HOW TO COMPLETE THIS TASK: Only the lines holding "mountain" are wanted; find them in the listing and return each one.

----- SUPPLIED DATA

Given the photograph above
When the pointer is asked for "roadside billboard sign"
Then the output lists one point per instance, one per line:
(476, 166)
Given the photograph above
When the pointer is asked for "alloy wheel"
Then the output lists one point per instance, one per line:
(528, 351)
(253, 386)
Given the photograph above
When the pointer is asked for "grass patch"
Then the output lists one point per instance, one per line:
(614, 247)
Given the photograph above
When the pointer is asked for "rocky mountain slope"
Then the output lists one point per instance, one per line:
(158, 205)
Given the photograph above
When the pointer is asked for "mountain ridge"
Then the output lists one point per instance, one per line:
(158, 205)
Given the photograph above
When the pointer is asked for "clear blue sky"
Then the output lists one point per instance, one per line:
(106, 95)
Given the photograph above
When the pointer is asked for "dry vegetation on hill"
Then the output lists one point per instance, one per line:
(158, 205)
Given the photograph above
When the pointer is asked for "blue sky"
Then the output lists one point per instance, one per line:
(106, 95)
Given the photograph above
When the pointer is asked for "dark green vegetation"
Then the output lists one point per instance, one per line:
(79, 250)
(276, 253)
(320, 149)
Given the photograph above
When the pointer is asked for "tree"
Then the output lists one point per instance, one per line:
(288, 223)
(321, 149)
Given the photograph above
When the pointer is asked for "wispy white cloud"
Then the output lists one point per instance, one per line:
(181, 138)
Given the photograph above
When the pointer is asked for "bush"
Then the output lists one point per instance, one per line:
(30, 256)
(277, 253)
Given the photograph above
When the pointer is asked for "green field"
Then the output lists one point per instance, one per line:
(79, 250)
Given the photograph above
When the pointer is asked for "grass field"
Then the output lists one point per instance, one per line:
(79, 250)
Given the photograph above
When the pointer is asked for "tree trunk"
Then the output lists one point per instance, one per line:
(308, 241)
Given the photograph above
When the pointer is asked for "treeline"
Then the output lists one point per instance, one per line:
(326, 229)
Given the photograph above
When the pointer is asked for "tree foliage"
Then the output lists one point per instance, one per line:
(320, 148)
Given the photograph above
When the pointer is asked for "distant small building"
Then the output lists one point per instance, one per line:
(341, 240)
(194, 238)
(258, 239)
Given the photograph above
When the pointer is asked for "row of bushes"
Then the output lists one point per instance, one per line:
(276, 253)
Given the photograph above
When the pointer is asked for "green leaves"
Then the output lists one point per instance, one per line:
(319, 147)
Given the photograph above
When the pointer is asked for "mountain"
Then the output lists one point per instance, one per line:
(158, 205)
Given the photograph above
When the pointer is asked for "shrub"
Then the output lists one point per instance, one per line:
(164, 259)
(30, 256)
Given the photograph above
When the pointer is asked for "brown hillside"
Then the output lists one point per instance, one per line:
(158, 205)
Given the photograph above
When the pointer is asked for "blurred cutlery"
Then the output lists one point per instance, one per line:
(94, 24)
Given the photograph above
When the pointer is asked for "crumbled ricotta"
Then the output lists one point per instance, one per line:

----------

SOLUTION FOR THIS EXERCISE:
When the pointer is asked for "rocky mountain slope"
When the pointer is asked for "mountain ridge"
When the pointer is asked for "mountain"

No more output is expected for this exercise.